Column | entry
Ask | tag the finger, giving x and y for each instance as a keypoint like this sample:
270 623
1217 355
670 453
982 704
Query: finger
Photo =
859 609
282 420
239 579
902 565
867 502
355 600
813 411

STATED PROBLEM: Rewrite the material above with each occurrence of "finger" swapped for "fingertip". Leave every other character as it is.

ANSWER TO THIS TASK:
Column | entry
Ask | tag the fingertip, giving x and y for each instance as a keypoint like this sample:
270 623
1217 355
670 453
982 704
Query: fingertip
Photo =
859 609
282 420
239 579
902 565
867 502
355 600
813 411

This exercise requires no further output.